WHAT TO DO
Report every line below that carries the word "instance".
*** Opening of GIVEN INFORMATION ***
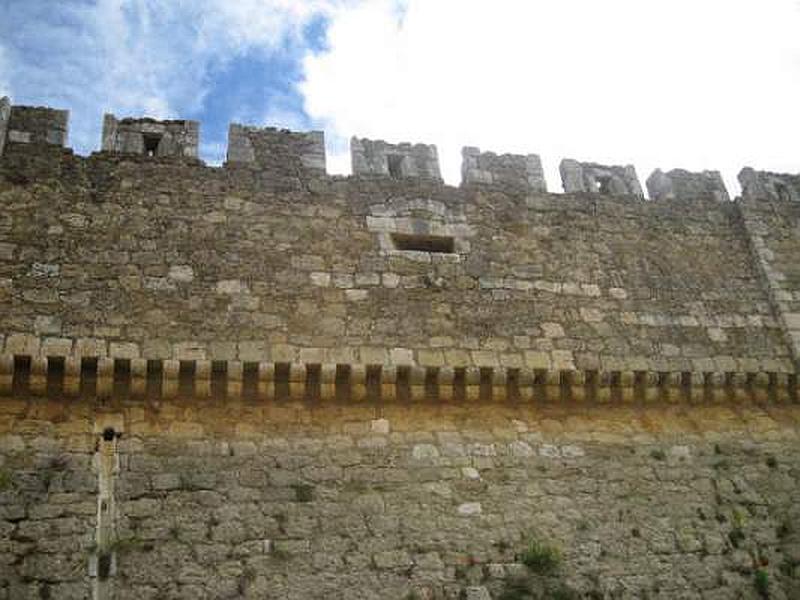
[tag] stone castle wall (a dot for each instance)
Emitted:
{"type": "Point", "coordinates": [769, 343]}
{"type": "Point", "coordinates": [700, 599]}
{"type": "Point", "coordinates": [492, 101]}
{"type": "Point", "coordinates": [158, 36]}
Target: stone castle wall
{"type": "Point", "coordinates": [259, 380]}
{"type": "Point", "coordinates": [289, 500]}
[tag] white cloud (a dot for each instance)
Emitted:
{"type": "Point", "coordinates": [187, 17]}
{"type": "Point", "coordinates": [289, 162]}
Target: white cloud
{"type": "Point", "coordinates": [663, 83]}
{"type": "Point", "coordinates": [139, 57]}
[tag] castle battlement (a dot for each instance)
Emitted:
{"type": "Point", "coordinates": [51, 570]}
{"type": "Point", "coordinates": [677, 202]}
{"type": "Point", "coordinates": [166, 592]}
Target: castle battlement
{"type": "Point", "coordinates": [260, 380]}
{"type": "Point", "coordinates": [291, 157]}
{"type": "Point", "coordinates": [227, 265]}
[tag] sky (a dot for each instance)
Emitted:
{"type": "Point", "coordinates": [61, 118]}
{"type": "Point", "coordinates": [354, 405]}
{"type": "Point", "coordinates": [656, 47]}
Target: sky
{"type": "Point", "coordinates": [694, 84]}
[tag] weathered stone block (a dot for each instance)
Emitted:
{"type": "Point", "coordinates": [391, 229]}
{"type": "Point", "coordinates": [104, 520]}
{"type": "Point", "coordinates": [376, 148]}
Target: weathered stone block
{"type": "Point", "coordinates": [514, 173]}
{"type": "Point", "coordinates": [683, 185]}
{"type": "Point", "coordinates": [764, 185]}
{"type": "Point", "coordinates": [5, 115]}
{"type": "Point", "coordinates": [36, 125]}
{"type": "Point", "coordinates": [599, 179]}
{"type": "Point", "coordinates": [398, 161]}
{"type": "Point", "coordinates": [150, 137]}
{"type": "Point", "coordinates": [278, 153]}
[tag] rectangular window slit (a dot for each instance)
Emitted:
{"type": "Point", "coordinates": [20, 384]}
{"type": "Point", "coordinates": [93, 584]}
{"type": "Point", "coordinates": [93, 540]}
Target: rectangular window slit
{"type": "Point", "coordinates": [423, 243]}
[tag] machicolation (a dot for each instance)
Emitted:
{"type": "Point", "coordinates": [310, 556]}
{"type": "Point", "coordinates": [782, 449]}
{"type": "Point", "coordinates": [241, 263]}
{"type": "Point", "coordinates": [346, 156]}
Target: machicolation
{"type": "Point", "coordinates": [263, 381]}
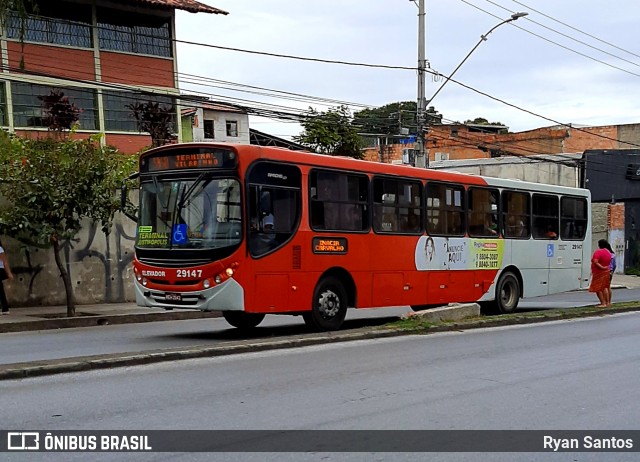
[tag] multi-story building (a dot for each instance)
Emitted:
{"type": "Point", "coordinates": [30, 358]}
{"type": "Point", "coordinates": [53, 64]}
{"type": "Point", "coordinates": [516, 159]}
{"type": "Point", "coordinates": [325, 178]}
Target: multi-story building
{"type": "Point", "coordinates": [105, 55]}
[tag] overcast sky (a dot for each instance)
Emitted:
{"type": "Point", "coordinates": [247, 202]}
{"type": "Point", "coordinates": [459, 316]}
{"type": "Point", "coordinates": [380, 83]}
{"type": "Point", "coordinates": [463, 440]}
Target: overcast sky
*** Close of GIVEN INFORMATION ***
ANSWER FOR THE TASK
[tag] stone castle wall (a dot for each instance)
[tag] white cloud (a dot for each instance)
[tag] castle battlement (a dot for each instance)
[tag] sky (a dot for each instance)
[tag] weathered stone block (a dot for each instance)
[tag] rectangular window slit (a dot for each instance)
[tag] machicolation (a dot for each instance)
[tag] multi-story building (a dot for each instance)
[tag] overcast sky (a dot for each instance)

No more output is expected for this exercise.